[STORED DATA]
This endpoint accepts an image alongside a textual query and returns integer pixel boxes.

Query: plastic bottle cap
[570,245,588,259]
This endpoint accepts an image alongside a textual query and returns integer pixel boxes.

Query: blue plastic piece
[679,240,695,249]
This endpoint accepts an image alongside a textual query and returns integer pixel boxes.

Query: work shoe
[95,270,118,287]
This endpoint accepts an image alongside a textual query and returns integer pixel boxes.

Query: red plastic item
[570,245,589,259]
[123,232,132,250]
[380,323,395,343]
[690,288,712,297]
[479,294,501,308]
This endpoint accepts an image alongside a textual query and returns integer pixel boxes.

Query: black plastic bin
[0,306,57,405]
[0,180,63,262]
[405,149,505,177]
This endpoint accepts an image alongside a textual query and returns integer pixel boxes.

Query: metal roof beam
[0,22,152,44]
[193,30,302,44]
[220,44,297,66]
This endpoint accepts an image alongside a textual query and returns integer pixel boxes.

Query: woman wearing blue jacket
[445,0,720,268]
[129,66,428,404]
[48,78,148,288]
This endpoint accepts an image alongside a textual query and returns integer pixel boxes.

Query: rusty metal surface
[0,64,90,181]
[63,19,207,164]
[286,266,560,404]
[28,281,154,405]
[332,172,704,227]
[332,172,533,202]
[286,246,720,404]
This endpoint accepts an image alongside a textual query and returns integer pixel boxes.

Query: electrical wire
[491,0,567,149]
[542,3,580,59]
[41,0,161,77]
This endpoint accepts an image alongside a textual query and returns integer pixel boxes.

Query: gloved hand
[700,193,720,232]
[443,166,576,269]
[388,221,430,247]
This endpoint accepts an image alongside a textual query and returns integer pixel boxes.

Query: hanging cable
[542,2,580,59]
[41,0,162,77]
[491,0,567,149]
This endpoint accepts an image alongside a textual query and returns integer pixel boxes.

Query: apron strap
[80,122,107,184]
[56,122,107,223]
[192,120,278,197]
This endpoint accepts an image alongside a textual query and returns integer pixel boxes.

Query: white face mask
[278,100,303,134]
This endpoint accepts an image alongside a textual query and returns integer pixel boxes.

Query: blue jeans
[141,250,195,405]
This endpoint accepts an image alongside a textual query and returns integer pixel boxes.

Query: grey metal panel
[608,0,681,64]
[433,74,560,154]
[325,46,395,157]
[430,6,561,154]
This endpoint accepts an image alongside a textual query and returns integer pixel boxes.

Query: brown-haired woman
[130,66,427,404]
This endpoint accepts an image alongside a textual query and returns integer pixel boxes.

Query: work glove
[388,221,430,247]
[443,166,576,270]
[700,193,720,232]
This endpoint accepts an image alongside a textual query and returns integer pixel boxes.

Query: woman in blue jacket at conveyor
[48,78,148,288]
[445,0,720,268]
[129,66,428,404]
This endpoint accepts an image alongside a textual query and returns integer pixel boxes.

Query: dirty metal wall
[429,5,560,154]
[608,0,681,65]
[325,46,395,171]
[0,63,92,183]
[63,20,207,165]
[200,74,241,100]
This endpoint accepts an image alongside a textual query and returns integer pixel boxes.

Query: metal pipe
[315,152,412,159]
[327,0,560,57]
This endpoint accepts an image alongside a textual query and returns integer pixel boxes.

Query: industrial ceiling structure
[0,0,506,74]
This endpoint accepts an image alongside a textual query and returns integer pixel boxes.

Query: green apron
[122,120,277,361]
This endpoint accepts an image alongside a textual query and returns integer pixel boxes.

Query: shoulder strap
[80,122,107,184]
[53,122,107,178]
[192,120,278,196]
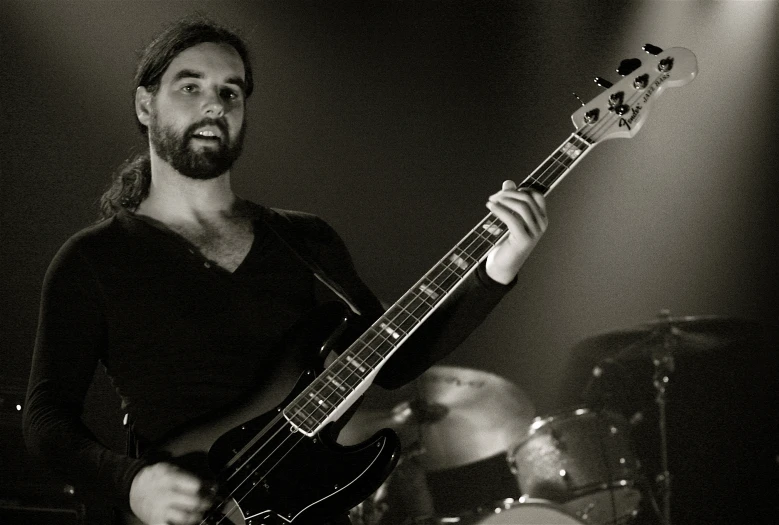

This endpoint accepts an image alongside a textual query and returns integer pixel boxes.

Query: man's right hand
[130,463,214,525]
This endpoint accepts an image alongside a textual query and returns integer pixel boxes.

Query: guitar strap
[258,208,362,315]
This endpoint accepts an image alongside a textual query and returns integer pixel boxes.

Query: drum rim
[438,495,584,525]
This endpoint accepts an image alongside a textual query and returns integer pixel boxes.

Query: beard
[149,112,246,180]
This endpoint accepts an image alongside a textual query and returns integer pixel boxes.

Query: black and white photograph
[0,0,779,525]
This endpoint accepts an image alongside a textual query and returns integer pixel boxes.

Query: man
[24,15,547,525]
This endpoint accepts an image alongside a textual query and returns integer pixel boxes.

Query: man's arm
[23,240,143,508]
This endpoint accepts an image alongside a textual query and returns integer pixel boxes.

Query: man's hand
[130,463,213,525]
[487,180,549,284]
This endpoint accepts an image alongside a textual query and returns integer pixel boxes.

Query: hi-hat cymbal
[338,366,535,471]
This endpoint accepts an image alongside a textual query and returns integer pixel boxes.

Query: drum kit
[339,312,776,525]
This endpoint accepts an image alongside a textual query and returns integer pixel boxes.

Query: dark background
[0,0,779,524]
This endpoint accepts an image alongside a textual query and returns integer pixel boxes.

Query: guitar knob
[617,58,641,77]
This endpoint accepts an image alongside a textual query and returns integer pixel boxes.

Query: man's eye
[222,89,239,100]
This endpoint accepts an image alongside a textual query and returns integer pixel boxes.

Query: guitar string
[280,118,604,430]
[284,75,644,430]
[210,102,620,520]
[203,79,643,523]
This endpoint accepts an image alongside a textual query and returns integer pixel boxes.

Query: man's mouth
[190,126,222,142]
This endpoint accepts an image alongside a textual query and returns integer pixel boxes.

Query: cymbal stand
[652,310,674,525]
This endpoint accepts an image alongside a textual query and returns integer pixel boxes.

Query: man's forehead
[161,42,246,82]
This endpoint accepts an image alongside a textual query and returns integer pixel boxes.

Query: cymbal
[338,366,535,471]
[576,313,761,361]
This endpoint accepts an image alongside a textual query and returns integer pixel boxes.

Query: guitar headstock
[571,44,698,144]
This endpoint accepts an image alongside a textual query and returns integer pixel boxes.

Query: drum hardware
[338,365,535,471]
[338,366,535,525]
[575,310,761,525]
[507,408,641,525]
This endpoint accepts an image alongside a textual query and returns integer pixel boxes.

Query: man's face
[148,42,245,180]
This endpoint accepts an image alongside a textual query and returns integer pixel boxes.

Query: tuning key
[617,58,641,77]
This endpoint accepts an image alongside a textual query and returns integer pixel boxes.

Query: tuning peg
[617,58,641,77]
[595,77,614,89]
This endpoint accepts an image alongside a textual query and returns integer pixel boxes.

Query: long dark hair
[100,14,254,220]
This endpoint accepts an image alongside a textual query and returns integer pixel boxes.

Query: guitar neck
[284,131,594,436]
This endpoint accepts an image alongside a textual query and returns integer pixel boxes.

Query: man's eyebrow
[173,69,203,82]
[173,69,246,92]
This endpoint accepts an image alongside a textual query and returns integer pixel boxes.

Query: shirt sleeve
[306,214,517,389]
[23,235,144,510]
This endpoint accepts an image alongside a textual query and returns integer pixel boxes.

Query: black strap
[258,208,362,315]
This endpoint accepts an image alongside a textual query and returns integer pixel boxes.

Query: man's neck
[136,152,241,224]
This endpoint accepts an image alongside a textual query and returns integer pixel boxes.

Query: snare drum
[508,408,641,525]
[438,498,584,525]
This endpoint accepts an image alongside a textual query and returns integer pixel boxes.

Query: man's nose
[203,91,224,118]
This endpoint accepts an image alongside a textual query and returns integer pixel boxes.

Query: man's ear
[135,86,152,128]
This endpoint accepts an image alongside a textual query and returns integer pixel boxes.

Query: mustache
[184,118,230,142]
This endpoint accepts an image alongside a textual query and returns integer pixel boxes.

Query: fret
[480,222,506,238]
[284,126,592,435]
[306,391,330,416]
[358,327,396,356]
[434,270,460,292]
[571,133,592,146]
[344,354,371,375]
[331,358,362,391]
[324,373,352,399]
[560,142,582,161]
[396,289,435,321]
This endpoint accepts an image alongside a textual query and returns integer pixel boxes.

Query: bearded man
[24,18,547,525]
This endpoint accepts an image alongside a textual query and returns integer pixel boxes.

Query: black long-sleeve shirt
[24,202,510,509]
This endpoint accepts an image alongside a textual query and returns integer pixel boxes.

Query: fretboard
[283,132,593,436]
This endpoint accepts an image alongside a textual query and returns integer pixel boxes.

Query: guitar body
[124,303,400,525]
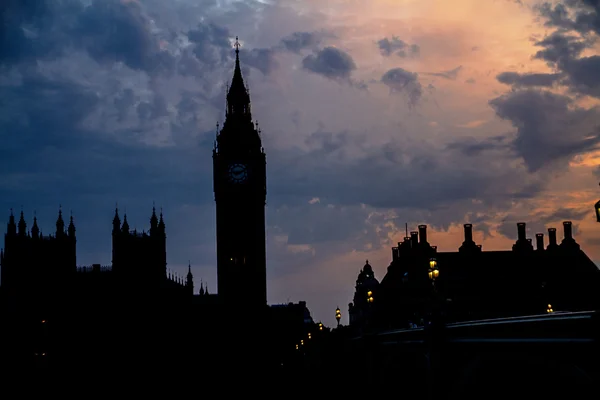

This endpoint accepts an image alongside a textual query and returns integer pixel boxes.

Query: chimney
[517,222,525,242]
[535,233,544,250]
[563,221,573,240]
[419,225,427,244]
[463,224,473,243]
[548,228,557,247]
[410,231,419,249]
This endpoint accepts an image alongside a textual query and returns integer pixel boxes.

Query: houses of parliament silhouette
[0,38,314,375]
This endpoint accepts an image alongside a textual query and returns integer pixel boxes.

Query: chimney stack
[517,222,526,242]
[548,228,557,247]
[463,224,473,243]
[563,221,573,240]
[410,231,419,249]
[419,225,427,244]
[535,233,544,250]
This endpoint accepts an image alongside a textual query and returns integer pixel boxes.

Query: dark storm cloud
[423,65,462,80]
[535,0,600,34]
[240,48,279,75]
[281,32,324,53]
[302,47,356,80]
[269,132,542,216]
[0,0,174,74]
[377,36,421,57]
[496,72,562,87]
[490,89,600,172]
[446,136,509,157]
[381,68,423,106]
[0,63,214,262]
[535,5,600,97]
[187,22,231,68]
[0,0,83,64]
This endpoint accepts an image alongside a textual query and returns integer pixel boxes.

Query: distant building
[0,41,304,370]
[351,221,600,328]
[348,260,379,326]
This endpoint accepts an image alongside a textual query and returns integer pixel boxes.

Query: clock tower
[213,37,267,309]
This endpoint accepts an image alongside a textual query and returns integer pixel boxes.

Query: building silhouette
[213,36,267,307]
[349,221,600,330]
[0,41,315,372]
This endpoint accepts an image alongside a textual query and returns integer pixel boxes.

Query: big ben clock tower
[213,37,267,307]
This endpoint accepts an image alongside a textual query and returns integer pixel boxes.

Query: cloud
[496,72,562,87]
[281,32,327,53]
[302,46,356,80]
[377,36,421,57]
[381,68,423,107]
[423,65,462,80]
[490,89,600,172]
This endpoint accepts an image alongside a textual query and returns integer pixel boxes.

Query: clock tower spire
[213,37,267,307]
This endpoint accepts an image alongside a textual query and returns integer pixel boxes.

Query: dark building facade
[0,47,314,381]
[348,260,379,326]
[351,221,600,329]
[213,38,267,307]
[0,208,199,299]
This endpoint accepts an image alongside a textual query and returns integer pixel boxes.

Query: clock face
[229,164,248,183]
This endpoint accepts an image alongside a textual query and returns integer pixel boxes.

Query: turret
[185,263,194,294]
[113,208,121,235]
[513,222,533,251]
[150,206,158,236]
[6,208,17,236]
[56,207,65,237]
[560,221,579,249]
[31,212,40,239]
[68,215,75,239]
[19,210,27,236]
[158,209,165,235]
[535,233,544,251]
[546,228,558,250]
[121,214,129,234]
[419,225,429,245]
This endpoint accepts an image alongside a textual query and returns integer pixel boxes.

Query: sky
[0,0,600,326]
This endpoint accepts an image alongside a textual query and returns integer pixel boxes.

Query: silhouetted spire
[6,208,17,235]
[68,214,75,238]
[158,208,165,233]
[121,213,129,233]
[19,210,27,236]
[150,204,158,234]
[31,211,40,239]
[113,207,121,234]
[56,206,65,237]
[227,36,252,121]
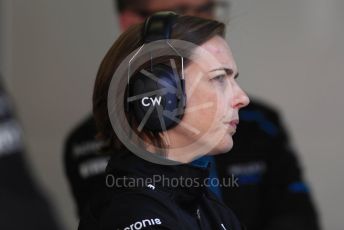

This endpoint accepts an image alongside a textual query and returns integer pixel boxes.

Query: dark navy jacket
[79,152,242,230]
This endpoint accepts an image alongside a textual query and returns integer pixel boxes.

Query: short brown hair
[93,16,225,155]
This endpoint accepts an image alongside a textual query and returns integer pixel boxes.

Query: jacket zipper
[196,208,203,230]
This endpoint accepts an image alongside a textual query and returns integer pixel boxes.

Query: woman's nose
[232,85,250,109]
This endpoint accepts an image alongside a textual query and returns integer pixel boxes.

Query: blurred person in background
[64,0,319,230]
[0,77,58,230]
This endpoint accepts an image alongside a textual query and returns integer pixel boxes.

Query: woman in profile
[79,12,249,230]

[WHAT TO WORK ON] Reproduce without change the lines above, from the first one through the line containing "[41,0,161,77]", including both.

[THE RESULT]
This endpoint accepts an image alongside a textual query and returns integer pixel boxes.

Query: plastic bottle cap
[570,245,588,259]
This endpoint accepts an image alongside a textual query and returns integer pixel boxes.

Query: blue plastic piece
[679,240,695,249]
This endpoint accepts an image alongside a textual query and returns integer pixel boxes.

Query: work shoe
[95,270,118,287]
This endpoint accepts an image alongside a textual query and returns integer pixel boxes.

Query: red plastic item
[570,245,589,259]
[123,232,132,250]
[380,323,395,343]
[690,288,712,297]
[479,294,501,308]
This endpoint accepts an image alongside a textual query and returns integer pixel boxes.

Query: black plastic bin
[0,306,57,405]
[0,180,63,262]
[405,149,505,177]
This endpoint accepts an image alongside a textual query and returns integer pixel boxes.

Query: metal roof beam
[0,22,152,44]
[193,30,302,44]
[220,44,297,66]
This endpoint accepts an image alongside a textual query and returns integer pixel boxes.

Query: woman wearing blue jacket
[445,0,720,268]
[129,66,428,404]
[48,78,148,288]
This endpoint accepts an image alongside a textual query and returns integer pixel boxes.

Query: rusty metal surface
[0,64,90,181]
[63,19,207,164]
[286,266,560,404]
[28,281,154,405]
[332,172,704,227]
[332,172,533,202]
[286,246,720,404]
This endpoint accepts an image alongside a textual query and returns integer pixel boxes.

Query: electrical wire
[491,0,567,149]
[542,3,580,59]
[41,0,161,77]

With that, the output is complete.